PROBLEM STATEMENT: The word "front" marks the lines to copy; find all of them in the entries below.

DATA FOR THIS EXERCISE below:

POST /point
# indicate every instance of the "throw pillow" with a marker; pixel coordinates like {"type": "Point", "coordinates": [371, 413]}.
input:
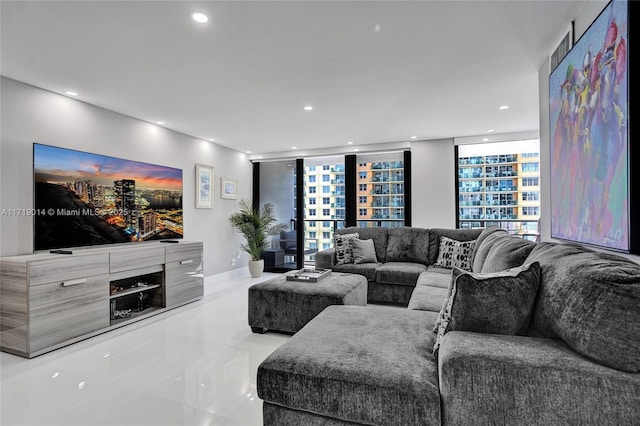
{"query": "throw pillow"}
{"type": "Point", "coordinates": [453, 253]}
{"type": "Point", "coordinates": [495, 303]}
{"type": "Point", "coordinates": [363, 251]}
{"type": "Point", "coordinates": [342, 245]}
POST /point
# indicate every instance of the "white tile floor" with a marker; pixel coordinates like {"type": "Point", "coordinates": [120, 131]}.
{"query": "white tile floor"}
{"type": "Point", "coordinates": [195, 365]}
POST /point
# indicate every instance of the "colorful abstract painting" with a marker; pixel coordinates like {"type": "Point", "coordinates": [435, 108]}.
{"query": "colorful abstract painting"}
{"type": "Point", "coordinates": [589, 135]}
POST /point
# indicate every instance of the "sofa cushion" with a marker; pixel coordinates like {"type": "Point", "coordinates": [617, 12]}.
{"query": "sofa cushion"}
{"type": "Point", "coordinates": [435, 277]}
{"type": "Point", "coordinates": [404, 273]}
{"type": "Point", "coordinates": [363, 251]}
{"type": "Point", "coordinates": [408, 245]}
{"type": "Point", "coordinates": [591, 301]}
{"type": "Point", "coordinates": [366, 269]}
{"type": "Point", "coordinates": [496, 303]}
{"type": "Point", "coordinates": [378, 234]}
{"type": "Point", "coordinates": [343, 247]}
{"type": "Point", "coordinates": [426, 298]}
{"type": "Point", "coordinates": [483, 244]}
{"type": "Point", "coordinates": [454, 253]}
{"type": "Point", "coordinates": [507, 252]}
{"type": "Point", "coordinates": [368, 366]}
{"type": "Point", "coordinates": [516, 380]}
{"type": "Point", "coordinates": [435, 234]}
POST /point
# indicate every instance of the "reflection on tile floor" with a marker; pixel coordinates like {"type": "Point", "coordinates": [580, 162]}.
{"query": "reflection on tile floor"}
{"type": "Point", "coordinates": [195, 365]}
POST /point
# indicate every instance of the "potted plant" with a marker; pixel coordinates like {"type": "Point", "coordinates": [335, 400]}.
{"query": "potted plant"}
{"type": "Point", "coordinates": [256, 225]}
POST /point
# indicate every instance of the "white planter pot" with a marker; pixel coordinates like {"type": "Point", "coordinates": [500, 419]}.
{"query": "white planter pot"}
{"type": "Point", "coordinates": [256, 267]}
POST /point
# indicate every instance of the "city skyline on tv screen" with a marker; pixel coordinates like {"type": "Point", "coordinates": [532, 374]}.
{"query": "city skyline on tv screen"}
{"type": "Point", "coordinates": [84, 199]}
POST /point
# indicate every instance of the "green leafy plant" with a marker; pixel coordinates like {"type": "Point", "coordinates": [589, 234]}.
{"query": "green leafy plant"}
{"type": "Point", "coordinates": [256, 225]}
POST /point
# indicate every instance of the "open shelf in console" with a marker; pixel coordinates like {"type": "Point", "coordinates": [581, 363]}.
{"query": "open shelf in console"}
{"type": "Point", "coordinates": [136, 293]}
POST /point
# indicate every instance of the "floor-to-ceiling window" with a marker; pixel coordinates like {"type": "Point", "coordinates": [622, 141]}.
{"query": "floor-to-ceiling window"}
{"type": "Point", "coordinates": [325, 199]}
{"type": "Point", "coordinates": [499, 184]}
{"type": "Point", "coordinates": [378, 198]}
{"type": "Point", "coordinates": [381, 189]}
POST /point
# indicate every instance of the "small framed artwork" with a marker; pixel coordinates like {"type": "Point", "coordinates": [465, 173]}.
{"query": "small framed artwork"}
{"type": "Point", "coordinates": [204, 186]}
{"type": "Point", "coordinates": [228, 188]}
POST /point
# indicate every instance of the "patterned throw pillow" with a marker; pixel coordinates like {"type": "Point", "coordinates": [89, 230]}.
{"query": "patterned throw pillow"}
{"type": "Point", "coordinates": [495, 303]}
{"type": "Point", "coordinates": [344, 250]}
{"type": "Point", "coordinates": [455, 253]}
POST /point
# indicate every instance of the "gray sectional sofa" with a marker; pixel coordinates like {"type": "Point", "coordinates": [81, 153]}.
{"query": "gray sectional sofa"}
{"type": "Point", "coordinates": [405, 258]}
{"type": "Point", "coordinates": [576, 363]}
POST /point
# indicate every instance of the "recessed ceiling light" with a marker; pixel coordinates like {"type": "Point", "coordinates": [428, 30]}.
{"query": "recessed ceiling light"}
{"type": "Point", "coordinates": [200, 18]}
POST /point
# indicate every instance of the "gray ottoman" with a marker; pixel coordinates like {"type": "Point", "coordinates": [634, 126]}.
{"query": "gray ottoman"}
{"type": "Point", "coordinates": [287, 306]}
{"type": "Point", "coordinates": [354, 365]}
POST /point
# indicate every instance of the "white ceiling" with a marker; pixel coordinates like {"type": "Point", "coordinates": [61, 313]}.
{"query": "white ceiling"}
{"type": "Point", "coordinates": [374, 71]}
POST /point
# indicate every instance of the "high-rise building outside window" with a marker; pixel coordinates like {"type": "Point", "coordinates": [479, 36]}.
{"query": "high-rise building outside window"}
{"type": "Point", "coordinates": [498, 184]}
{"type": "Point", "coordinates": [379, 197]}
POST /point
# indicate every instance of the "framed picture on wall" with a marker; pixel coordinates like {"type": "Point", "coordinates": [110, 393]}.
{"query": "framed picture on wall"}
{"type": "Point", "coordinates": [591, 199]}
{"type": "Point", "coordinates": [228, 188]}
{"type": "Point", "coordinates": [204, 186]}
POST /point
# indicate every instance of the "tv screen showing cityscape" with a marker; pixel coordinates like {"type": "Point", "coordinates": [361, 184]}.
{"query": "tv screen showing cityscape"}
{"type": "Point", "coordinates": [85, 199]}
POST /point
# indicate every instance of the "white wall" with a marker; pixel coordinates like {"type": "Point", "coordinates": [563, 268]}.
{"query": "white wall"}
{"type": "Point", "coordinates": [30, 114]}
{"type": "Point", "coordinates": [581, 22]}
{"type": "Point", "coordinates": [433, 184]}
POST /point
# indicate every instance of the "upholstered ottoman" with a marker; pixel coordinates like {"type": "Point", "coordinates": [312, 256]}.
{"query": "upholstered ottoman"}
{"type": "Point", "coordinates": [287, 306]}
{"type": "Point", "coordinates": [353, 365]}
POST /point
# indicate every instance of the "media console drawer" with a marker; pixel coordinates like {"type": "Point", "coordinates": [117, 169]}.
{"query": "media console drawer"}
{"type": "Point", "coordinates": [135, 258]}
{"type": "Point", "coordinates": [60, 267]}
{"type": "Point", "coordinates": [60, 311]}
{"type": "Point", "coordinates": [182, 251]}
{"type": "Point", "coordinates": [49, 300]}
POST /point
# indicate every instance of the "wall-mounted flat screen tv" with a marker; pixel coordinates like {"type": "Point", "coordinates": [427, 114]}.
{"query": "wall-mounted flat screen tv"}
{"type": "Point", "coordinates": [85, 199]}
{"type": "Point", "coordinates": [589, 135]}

End of DATA FOR THIS EXERCISE.
DATA FOR THIS EXERCISE below:

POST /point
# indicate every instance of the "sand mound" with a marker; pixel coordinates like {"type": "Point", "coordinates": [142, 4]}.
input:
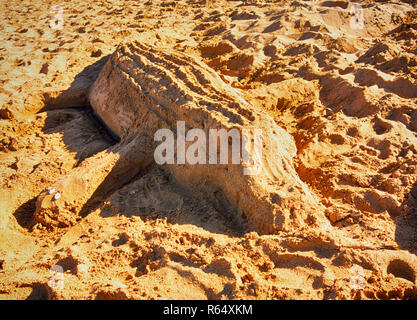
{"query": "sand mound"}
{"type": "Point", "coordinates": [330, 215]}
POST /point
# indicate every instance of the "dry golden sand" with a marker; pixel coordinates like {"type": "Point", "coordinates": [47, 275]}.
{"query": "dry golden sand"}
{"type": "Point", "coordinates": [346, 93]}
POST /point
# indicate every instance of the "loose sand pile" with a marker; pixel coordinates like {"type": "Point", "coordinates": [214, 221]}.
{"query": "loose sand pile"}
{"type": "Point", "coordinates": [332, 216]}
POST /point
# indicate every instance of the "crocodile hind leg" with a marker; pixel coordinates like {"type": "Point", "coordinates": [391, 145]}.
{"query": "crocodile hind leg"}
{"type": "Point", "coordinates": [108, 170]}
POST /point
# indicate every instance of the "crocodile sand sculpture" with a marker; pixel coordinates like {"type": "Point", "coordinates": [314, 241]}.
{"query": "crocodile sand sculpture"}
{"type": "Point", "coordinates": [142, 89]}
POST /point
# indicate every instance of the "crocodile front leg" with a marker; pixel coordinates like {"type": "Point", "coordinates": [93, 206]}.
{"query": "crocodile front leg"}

End of DATA FOR THIS EXERCISE.

REPLY TO THE EXERCISE:
# indicate every instance of the "crocodile front leg" with a marker; pixel coordinates like {"type": "Point", "coordinates": [93, 206]}.
{"query": "crocodile front leg"}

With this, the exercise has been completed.